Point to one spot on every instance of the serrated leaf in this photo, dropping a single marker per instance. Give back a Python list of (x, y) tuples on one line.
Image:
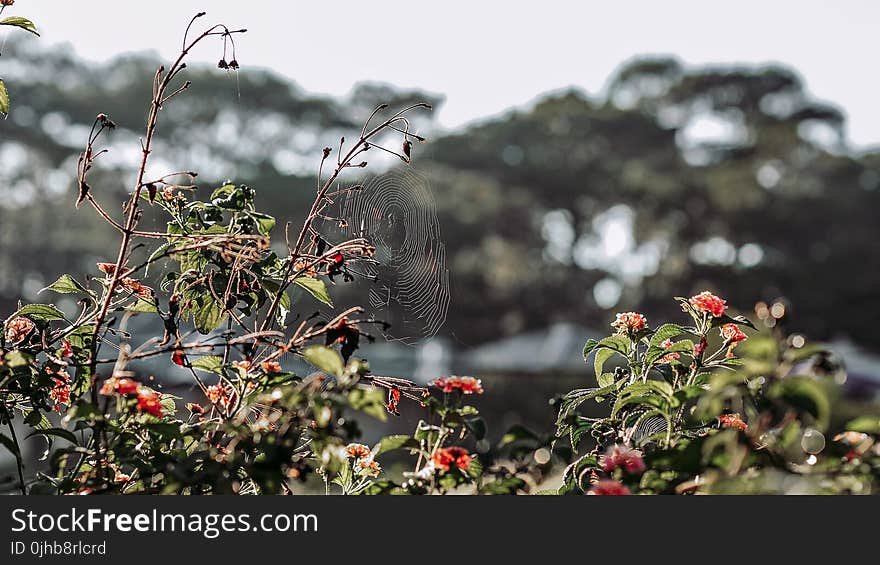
[(40, 313), (208, 316), (265, 222), (605, 379), (325, 359), (589, 347), (664, 332), (316, 288), (655, 352), (599, 362), (209, 363), (66, 285), (23, 23)]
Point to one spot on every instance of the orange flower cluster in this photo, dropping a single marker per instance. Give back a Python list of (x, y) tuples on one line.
[(357, 450), (60, 393), (669, 357), (150, 401), (708, 302), (629, 322), (123, 386), (218, 395), (732, 421), (371, 466), (447, 457), (467, 385), (17, 329), (732, 334), (625, 458)]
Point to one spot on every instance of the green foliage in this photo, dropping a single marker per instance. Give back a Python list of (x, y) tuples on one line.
[(683, 421)]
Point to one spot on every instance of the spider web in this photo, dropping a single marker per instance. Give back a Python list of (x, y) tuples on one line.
[(407, 280)]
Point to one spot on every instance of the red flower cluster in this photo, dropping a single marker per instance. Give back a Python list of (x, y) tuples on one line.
[(732, 334), (608, 487), (732, 421), (149, 401), (669, 357), (218, 395), (629, 321), (448, 457), (123, 386), (358, 451), (700, 347), (708, 302), (60, 393), (625, 458), (467, 385)]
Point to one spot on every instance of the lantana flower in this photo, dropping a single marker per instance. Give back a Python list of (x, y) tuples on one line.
[(732, 335), (219, 395), (620, 456), (467, 385), (17, 329), (708, 302), (629, 322), (357, 450), (733, 421), (448, 457), (149, 401), (608, 487), (123, 386), (669, 357), (60, 393)]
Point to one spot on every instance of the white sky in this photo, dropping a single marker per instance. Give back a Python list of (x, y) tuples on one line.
[(487, 56)]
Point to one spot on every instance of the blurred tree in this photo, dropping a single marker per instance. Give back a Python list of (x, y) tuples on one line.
[(732, 179)]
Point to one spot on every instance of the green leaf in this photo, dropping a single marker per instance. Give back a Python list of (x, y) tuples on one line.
[(209, 364), (265, 222), (316, 288), (66, 285), (391, 443), (4, 98), (577, 397), (283, 309), (40, 313), (10, 445), (656, 352), (57, 432), (618, 343), (208, 316), (599, 362), (23, 23), (605, 379), (589, 347), (325, 359), (664, 332)]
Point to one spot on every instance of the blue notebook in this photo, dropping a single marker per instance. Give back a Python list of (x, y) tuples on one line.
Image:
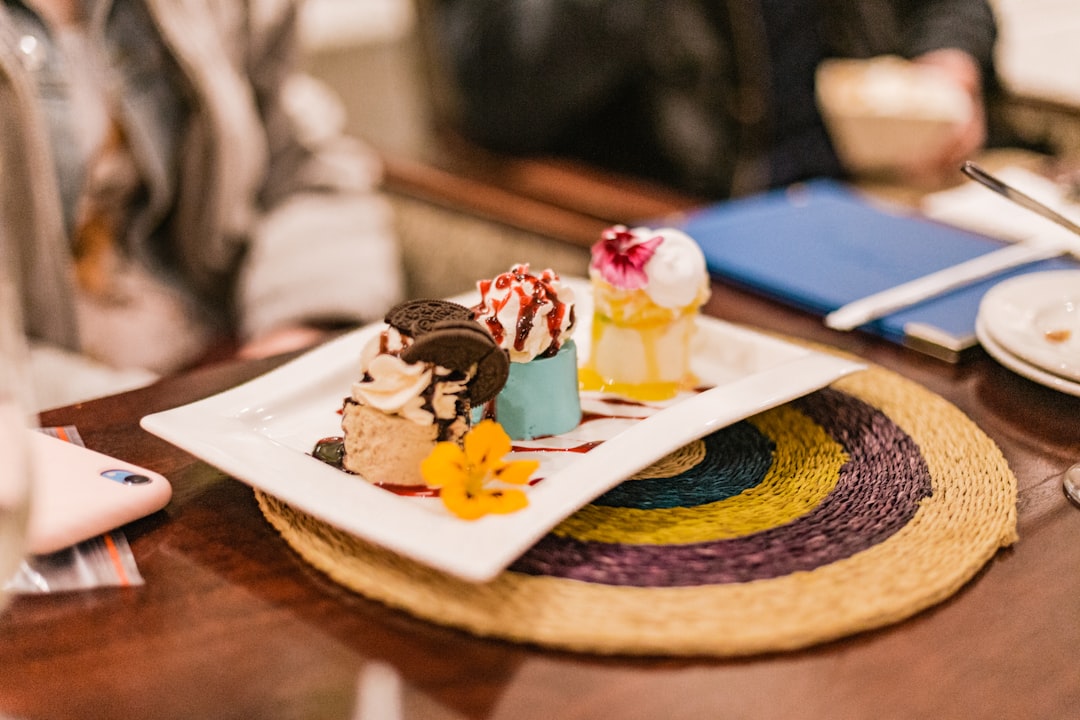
[(820, 245)]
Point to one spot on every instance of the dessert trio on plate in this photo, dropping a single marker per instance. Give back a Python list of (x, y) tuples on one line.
[(440, 369)]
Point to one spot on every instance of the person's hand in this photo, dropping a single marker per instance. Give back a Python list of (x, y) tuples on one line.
[(941, 167), (282, 340)]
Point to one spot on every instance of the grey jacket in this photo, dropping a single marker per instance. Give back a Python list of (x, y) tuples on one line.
[(675, 89), (275, 216)]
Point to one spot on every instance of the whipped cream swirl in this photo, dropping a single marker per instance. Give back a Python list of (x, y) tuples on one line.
[(528, 315)]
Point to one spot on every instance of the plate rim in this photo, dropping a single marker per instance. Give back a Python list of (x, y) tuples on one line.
[(1017, 365), (996, 304)]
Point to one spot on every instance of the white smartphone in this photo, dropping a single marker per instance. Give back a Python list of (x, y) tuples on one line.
[(81, 493)]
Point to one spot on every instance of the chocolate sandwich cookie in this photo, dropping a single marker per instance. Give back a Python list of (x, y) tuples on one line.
[(458, 344), (417, 317)]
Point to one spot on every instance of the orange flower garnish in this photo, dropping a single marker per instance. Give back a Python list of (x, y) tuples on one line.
[(471, 478)]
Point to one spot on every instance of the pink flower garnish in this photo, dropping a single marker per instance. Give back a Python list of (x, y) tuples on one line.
[(620, 257)]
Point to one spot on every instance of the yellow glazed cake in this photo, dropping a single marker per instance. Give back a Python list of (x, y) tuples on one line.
[(648, 286)]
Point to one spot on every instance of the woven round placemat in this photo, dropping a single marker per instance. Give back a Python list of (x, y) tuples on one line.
[(848, 510)]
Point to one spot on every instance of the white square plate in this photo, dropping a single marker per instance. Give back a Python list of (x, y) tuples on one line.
[(262, 433)]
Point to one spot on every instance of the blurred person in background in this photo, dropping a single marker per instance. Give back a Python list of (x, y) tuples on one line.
[(715, 97), (171, 186)]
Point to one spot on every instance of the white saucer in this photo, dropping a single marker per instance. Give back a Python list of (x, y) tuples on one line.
[(1036, 317), (1020, 366)]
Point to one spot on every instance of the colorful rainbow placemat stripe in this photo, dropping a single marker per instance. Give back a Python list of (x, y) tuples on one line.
[(848, 510)]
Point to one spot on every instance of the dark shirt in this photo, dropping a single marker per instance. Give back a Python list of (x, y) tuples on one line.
[(799, 145)]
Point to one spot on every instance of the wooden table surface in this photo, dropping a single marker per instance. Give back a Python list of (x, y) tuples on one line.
[(232, 624)]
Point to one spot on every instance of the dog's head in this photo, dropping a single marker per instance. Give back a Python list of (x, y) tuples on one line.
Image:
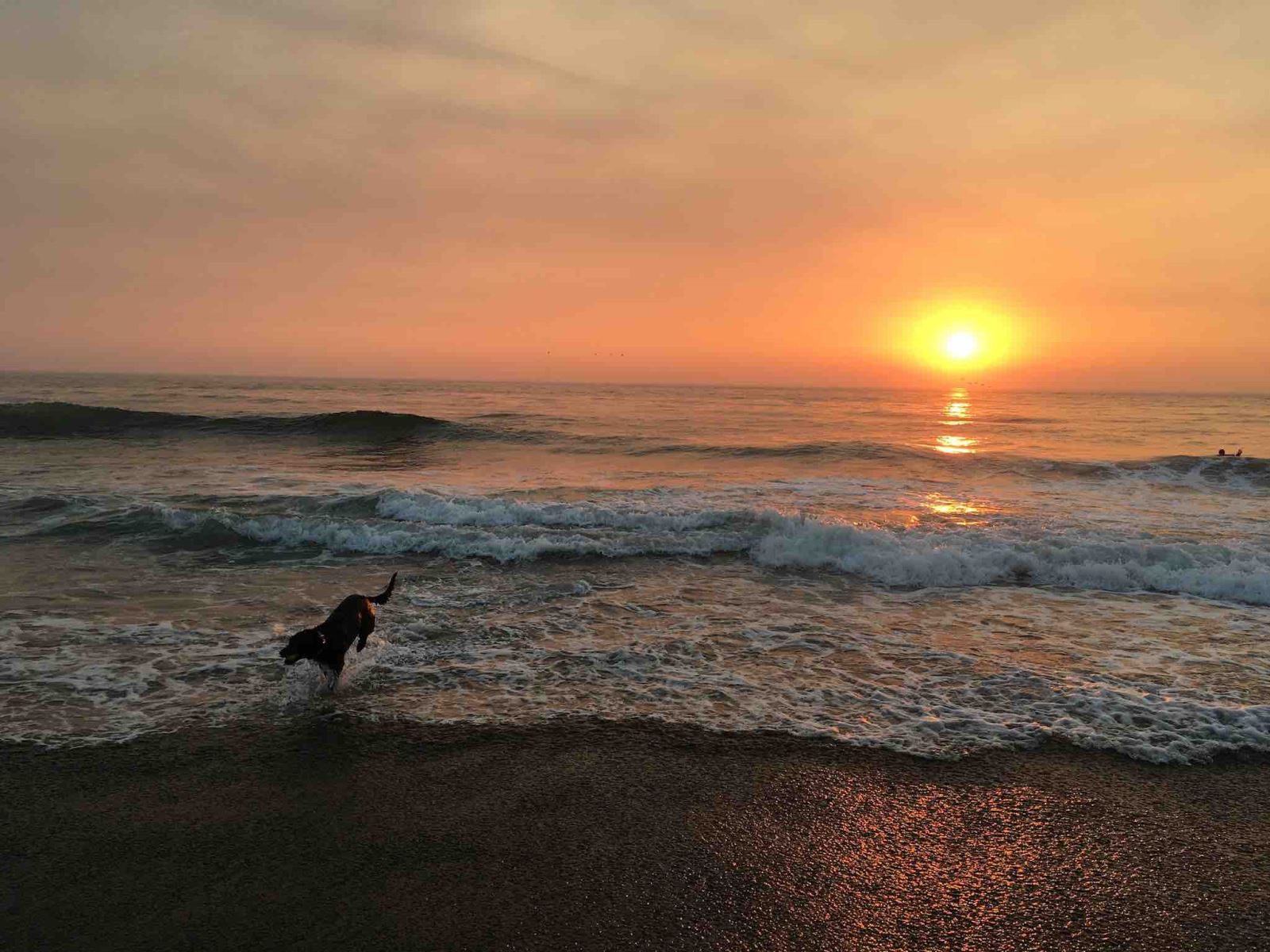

» **STATED PROBLEM**
Rewrite all of the records with every "dropping" switched to "placing", leaving everything else unchanged. Leave the pictures out.

» **EXPECTED OUTPUT**
Point to one spot on every instance of the serrated leaf in this photo, placing a single marker per instance. Give back a Python list of (x, y) tuples on one line.
Image:
[(40, 313), (208, 316), (265, 222), (605, 379), (325, 359), (589, 347), (664, 332), (316, 288), (655, 352), (599, 362), (209, 363), (66, 285), (23, 23)]
Point to one spot on every instance of the orange flower cluster in this photo, placing a single marker per instance. Give back a Python list of (x, y) tuples on one line.
[(357, 450), (60, 393), (669, 357), (150, 401), (708, 302), (629, 322), (123, 386), (218, 395), (732, 421), (371, 466), (447, 457), (467, 385), (17, 329), (732, 334), (625, 458)]
Point to one spot on every instance of the green foliage in this photo, placing a single marker per instance. Give back a Python list of (x, y) tuples on one line.
[(683, 421)]
Point to one spot on every instance of the spider web in this photo, placing a single marker per instance. Give back a Python list of (x, y) tuples on one line.
[(407, 280)]
Point to one spot on every instance of the red flower cluster in this photo, placing a single marker per instance. Give back a Python list of (x, y) tuples on one line.
[(732, 334), (608, 487), (732, 421), (149, 401), (669, 357), (218, 395), (629, 321), (448, 457), (123, 386), (358, 451), (700, 347), (708, 302), (60, 393), (625, 458), (467, 385)]
Point to one spot on every instance of the lantana flower in this photo, placing a single marker per instance. Give back a Python list of (x, y) tuples on one line.
[(732, 335), (219, 395), (620, 456), (467, 385), (17, 329), (708, 302), (629, 322), (357, 450), (733, 421), (448, 457), (149, 401), (608, 487), (123, 386), (669, 357), (60, 393)]
Point to one spot on every instance of the white sky in this photo, placing a single marker per instance. Give back a Python list of (x, y) tuples on one line.
[(487, 56)]
Point to one spot on every instance of the blurred tree in this photo, placing a single marker per instance. Give back a Python list of (x, y) tuples on one line.
[(732, 179)]
Point to one spot on every instance of the green leaf in this photo, placing a single marker per instance. Give back a Python list of (x, y) tuples on one line.
[(209, 364), (265, 222), (316, 288), (66, 285), (391, 443), (4, 98), (577, 397), (283, 309), (40, 313), (10, 445), (656, 352), (57, 432), (618, 343), (208, 316), (599, 362), (23, 23), (605, 379), (589, 347), (325, 359), (664, 332)]
Point to one spot on every instance of the blue notebook in this photo, placing a single marker per instance. Give back a Python list of (x, y) tuples on one line.
Image:
[(820, 245)]
Point to one spot on every instance of the dessert trio on plate in this photo, placing a single marker per instance. Give back a Python list of (x, y) tuples on one line.
[(440, 369)]
Point to one spot on every instance of the person's hand in this photo, placing a single marker per instance. Give back a Python list of (x, y) tuples on one line.
[(941, 167), (282, 340)]
Point to one spot on every instance of the grey jacket in this photo, placing a single marker per instance. Give back a Python list of (x, y) tuples on one line.
[(675, 89), (275, 216)]
Point to one spot on every instance of the whipped cream swirl in this photo, placing a single marker per instance. Give back a Python list of (x, y) tuples on one line.
[(528, 315)]
Point to one spot on every instance of the plate rim in this photo, placing a single marker per instance. Give back a Python list of (x, y) tuples on one line.
[(1017, 365), (996, 304)]
Point to one spot on every instance of the white smartphone in this photo, placing a single marker per instance. Give back a Python list of (x, y) tuples on one line.
[(81, 493)]
Point to one spot on every instance of the chocolate sandwich cookie in this photo, placing a single marker per instance. Give back a Python list of (x, y) tuples on one line.
[(458, 344), (417, 317)]
Point to one spot on every instance of the orange flower garnish in this photo, placing a single marker per instance. Give back a Python list of (x, y) tuples on one line.
[(471, 478)]
Point to one spot on every instance of the pink flower garnish in this photo, placing a single marker per instance. Give back a Python list of (x, y) tuples on one line.
[(620, 257)]
Point to one spot on every instance of the yellow glazed cake in this photo, placing a single marker per instance. Give back a Python list of (x, y) tuples on one line.
[(648, 286)]
Point to one spot on every instance of the woven round placemat in this photo, placing a single marker per instance. Give back a Python list of (x, y) tuples on one line.
[(848, 510)]
Point to one spot on every instance of the white square plate in this photo, placing a single marker per instance. Give back a Python list of (x, y) tuples on one line.
[(262, 433)]
Point to one spot on every instance of the blurred person in background in this photo, placing a single marker per instance. Give back a Python list of (x, y) tuples on one line.
[(715, 97), (171, 186)]
Point to one spot on every instance of the white saucer in this photo, placing a single marker per instance. Give back a Python list of (x, y) tuples on one line.
[(1036, 317), (1020, 366)]
Point to one spot on every instance of the colorful rainbow placemat stripe in this photo, placing a single marker per instance. Give back a Python list of (x, y) tuples on one line.
[(848, 510)]
Point to one spot on every instance of the dark shirt in this photo, placing a single marker per instance. Give back a Python list of (x, y) tuples on one line.
[(799, 145)]
Point to one spot on every instance of the wooden table surface in this photo, placing a single marker per instance. Give back a Python list of (x, y) tuples on one line.
[(232, 624)]
Point to one spot on every instance of the dog's head in this photo, placing a single marker per instance. Give back a Python list of (x, y) tuples on one line.
Image:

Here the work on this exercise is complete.